[Exercise]
The whole listing should be written out again exactly.

+===+

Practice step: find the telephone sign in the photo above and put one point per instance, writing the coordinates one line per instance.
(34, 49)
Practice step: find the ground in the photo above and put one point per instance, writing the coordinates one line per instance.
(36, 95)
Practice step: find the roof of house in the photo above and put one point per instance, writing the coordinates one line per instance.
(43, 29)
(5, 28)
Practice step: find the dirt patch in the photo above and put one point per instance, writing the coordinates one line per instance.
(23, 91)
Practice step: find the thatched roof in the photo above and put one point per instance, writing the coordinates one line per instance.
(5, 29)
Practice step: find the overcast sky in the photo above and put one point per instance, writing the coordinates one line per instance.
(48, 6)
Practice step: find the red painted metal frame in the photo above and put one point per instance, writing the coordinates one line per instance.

+===+

[Solution to this problem]
Practice step: find the telephone sign in the photo above and put one point per instance, writing the coordinates one line per instance.
(34, 49)
Practice step: find the ground in the photo above and put one point per instance, writing the coordinates one line per instance.
(36, 95)
Practice step: find the roof of house in the photo above and put one point per instance, writing the coordinates one line per instance.
(43, 29)
(5, 28)
Practice step: find the dirt patch in the photo above and put one point per instance, writing the coordinates one line per instance.
(23, 91)
Practice step: find the thatched roof in the photo above and put one point per instance, writing the coordinates one line per instance.
(5, 29)
Practice step: find the overcast sky in the photo above and put one point per instance, writing the coordinates one line per instance.
(48, 6)
Practice step: find the red painted metal frame in the photo above and put one point per instance, writing the coordinates one line per instance.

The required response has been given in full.